#### [WHAT IS BEING ASKED]
Copy each of the lines below word for word, leaving out the pictures.
_ _ _ _ _ _ _
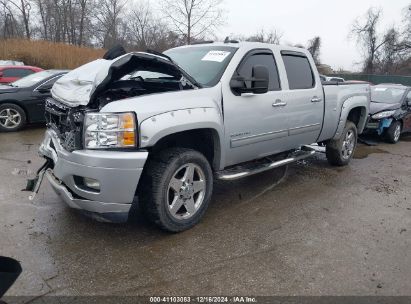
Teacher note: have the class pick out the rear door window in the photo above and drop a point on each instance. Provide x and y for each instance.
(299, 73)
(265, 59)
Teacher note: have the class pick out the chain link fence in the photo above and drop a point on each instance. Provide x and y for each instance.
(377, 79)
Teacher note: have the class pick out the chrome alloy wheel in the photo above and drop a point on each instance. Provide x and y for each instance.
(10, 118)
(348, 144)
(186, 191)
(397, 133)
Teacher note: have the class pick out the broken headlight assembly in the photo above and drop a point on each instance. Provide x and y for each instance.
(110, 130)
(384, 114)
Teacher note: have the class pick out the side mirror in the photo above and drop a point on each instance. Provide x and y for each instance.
_ _ _ _ _ _ _
#### [COMPLETE OUTPUT]
Teacher note: have the class pick out the rear door window in the photo above and drop a point on each instance. Provide x and y for each instance.
(299, 73)
(265, 59)
Teacher note: have the class pick out the chain link fence in the photo above and drop a point on each instance. Provide x and y for each instance.
(377, 79)
Teacher note: have the class pick out the chrome alloy wheel in the photo above and drop a point on each instance. Provide x and y for each instance.
(10, 118)
(348, 144)
(186, 191)
(397, 133)
Teacher note: have the class pick out the broken headlight assembly in the photo above and drop a point on each instance. Provide x and y for each instance.
(110, 130)
(384, 114)
Teacher note: have the class pick out the side mirror in the photo above and drop a point on each instance. Provide x and y for each instance.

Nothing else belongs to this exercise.